EXTRACTED RECORDS section start

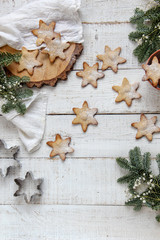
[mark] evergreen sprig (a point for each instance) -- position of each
(143, 185)
(147, 33)
(11, 86)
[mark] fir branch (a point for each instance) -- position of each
(140, 176)
(158, 218)
(147, 33)
(158, 161)
(11, 86)
(123, 163)
(7, 58)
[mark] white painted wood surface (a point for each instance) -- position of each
(82, 200)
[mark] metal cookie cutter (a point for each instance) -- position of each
(9, 162)
(29, 187)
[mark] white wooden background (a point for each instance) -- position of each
(82, 200)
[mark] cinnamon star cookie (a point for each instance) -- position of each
(127, 92)
(28, 61)
(146, 127)
(111, 59)
(152, 71)
(44, 31)
(85, 116)
(55, 48)
(60, 147)
(90, 75)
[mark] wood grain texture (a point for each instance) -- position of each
(113, 137)
(77, 223)
(77, 181)
(66, 95)
(82, 200)
(100, 11)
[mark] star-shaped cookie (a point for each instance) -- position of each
(152, 71)
(90, 75)
(55, 48)
(111, 58)
(28, 61)
(44, 31)
(127, 92)
(146, 127)
(85, 116)
(60, 147)
(28, 187)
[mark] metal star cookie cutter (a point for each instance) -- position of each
(29, 187)
(10, 162)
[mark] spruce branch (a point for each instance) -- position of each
(143, 187)
(11, 86)
(147, 33)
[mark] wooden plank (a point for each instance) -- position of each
(113, 137)
(96, 36)
(68, 182)
(67, 95)
(77, 223)
(92, 10)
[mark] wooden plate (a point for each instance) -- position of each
(49, 73)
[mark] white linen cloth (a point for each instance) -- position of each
(15, 31)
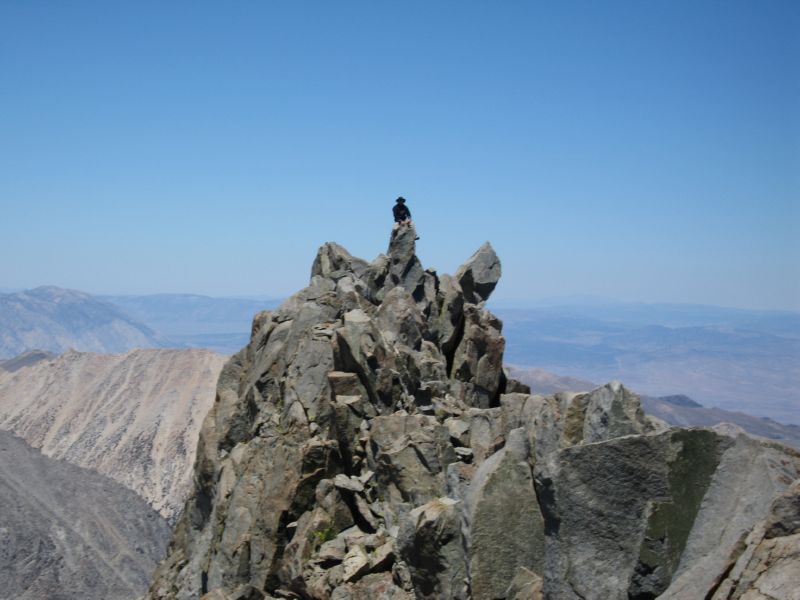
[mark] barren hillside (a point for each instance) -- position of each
(134, 417)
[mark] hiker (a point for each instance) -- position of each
(401, 213)
(402, 216)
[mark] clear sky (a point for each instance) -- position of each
(636, 150)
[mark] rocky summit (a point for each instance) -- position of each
(367, 444)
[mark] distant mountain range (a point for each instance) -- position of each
(55, 320)
(678, 410)
(71, 533)
(734, 359)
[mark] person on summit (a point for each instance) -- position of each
(402, 216)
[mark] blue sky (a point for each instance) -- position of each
(636, 150)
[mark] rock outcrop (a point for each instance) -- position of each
(134, 417)
(368, 444)
(70, 533)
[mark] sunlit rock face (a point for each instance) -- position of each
(368, 444)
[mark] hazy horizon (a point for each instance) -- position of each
(645, 152)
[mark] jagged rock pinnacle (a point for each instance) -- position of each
(364, 445)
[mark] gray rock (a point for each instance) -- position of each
(367, 443)
(430, 544)
(479, 275)
(506, 528)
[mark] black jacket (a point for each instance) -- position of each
(401, 212)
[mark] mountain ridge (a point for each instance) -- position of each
(55, 319)
(367, 443)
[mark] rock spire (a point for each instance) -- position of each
(367, 444)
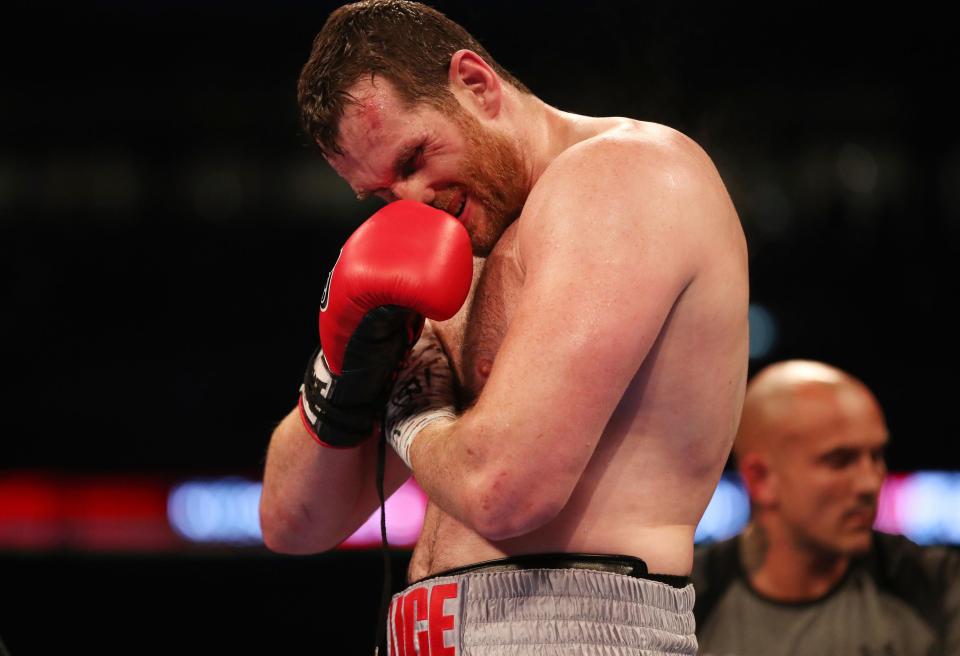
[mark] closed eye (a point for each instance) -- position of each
(410, 161)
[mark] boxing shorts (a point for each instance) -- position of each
(541, 605)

EXTRACTED RECORDS section end

ACTIVITY: Print all the material above exactly, and drop the images.

SOLUTION TO THE PROBLEM:
[mark] evergreen sprig (a point for each instance) -- position of each
(143, 185)
(147, 33)
(11, 86)
[mark] fir branch (a point for each instance) -- position of each
(140, 176)
(158, 218)
(147, 33)
(158, 161)
(11, 86)
(123, 163)
(7, 58)
[mark] white painted wood surface (a point for each instance) -- position of each
(82, 200)
[mark] metal cookie cutter (a point for each instance) -- position of each
(9, 162)
(29, 187)
[mark] white wooden background (a point for each instance) -- position of each
(82, 200)
[mark] cinnamon star cookie (a point for each instance) -- position of each
(127, 92)
(28, 61)
(146, 127)
(111, 59)
(152, 71)
(44, 31)
(85, 116)
(55, 48)
(60, 147)
(90, 75)
[mark] wood grain texture (a point for each instance) -- position of each
(113, 137)
(77, 223)
(77, 181)
(66, 95)
(82, 200)
(100, 11)
[mark] star-shaped cookie (a point for each instance) -- position of each
(152, 71)
(90, 75)
(55, 48)
(111, 58)
(28, 61)
(44, 31)
(127, 92)
(146, 127)
(85, 116)
(60, 147)
(28, 187)
[mark] metal star cookie cutter (a point for each instance) -- position of each
(29, 187)
(10, 162)
[mark] spruce branch (a point for each instance) -- position of each
(143, 187)
(11, 86)
(147, 33)
[mark] wooden plank (a point for each instance) -- position of each
(113, 137)
(96, 36)
(68, 182)
(67, 95)
(77, 223)
(92, 10)
[mark] wooden plate (a point for each instance) -- position of each
(49, 73)
[mark] white linen cloth (a point for each instance) -- position of each
(15, 31)
[mark] barren hillside (a point for each instance) -- position of each
(134, 417)
[mark] hiker (a point for each instance) -- position of each
(401, 213)
(402, 216)
[mark] clear sky (a point for each instance) -- position of each
(636, 150)
[mark] rocky summit (a point for each instance) -- position of each
(367, 444)
[mark] distant mountain range (a point for each instance) -- position of each
(55, 320)
(678, 410)
(71, 533)
(734, 359)
[mark] person on summit (a point for each instance) -- position of each
(402, 216)
[mark] blue sky (a point for each instance) -- position of each
(636, 150)
[mark] rock outcrop (a point for each instance) -- position of each
(134, 417)
(368, 444)
(70, 533)
[mark] sunlit rock face (a point for each instance) -- position of each
(368, 444)
[mark] hazy horizon (a point for each instance) -- position of each
(645, 152)
[mark] jagged rock pinnacle (a point for each instance) -- position of each
(364, 445)
[mark] gray rock (a point for each instance) -- position of each
(367, 443)
(430, 544)
(479, 275)
(506, 528)
[mark] black jacket (a point for each instance) -- position of each
(401, 212)
[mark] mountain ridge (a point for each instance) -- position of each
(55, 319)
(367, 443)
[mark] rock spire (a point for each instance) -- position of each
(367, 444)
[mark] closed eye (a point for each instance) -- position of each
(410, 161)
[mark] boxing shorts (a point for each instance) -- position of each
(541, 605)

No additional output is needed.